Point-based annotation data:
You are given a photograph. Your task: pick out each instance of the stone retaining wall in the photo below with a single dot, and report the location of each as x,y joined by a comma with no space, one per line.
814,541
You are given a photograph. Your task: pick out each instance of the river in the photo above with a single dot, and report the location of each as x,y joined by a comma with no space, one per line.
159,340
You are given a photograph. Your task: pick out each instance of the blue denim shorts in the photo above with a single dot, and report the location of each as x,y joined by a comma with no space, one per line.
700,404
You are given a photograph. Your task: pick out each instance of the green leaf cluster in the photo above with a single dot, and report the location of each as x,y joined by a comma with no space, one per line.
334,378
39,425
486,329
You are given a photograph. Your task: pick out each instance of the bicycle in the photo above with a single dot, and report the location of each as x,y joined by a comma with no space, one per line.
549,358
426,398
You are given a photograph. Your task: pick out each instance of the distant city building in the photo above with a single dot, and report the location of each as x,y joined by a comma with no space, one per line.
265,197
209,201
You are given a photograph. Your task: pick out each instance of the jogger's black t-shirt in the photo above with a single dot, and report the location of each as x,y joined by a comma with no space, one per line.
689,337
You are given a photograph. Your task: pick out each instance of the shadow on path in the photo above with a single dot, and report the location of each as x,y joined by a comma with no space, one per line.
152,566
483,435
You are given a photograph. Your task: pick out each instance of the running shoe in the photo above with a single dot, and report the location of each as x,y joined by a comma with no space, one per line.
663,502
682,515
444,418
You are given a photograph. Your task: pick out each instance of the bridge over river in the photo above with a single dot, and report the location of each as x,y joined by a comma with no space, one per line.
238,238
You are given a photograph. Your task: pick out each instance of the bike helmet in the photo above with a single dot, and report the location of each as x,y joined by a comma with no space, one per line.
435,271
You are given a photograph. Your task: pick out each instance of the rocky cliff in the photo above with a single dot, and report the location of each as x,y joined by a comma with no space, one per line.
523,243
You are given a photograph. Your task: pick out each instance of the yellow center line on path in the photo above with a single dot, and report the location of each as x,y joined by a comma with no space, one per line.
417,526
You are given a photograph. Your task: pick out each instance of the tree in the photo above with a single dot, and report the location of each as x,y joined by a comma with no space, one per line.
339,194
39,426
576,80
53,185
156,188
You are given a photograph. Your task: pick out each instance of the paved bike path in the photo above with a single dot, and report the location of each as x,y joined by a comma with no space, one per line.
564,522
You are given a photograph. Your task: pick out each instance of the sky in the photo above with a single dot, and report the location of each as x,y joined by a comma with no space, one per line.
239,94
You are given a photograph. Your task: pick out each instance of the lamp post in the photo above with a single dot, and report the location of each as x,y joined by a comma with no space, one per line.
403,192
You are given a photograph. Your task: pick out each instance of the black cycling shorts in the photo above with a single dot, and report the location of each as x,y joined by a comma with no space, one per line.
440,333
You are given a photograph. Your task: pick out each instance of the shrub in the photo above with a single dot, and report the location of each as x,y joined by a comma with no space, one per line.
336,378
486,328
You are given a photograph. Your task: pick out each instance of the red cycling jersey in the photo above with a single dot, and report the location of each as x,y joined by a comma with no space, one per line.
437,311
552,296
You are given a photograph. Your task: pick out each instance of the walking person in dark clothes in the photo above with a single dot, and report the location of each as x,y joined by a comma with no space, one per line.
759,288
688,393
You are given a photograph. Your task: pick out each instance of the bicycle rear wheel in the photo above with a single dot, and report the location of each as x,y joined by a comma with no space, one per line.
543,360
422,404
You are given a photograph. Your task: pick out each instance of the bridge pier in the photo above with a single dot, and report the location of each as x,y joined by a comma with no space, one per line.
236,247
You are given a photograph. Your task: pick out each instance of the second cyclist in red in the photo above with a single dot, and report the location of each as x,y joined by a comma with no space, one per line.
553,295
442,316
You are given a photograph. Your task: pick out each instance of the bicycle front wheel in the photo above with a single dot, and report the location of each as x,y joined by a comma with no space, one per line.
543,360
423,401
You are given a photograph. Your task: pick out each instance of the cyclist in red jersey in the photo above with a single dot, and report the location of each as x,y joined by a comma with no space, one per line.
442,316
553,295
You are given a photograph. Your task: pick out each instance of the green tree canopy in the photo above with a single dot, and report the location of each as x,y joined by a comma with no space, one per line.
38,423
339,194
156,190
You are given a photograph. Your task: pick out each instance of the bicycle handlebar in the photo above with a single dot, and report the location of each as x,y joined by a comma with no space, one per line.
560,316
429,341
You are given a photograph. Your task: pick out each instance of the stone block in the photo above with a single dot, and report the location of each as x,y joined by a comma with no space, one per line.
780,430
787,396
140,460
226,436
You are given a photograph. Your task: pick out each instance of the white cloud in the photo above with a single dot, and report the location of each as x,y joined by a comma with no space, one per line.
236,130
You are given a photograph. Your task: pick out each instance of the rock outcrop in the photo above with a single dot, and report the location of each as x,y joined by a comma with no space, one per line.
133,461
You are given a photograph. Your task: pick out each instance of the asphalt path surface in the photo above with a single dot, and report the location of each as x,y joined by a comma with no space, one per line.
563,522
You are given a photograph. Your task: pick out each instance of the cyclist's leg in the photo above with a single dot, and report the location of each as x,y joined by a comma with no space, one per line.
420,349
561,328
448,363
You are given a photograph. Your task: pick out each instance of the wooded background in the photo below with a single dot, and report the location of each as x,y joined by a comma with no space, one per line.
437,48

CHALLENGE: Rewrite every line from the one with "the cyclist in" through the end of the entries, requests included, and shift each coordinate in the answers up by 72.

TASK OUTPUT:
You are given a photograph. Your task: pick out each instance of the cyclist in red jersey in the photo above with a single dot, and report the location of each as x,y joined by a comma with no space, one per line.
514,388
625,367
You are given a photograph. Your task: pick out each instance of the green tree canopy in the photo above with a single dot, and report the location of each as x,y joined by a comma with no space, one per line.
110,495
411,266
228,262
You are given a photograph. Your task: pick out each instance of the bicycle handlebar in the photo above with a single dot, and report the location of each as x,y joined by a comma with no space, one per line.
632,388
501,413
You are given a photograph. Your task: pick out each instance of the stone block in the photo above with a single dot, and report the location of each as x,y joined by a comma with no space, one per line.
852,502
859,468
212,532
298,508
You are given a photograph. Your task: pick out each instance of the white cloud in the photo above with a single dot, and report the location of each as x,y joined by a comma with no space, one per line.
308,202
You are given a photograph. Your task: pick out each instance of the rock outcrop in the photo above with a single dot, and report the location of each as x,y joined by a comma with no space, one per line.
205,533
You are given a photograph. Your task: pick out each instance of the asphalt path surface in the photo above with a single dot, and report the location of each as x,y joined by a comma with no space, one per line.
635,594
You are given a photograph. Your task: pick out each instance of the cyclist's leg in the photo above with a single dot, and report the location of each as x,y joined by a comma with no space, one per line.
492,421
633,400
520,435
You are given a photograph. Your task: pick out each instance of the wooded background in the photo below with a single dot, and report the location of each as x,y joined by a comma with no space, one per line.
509,120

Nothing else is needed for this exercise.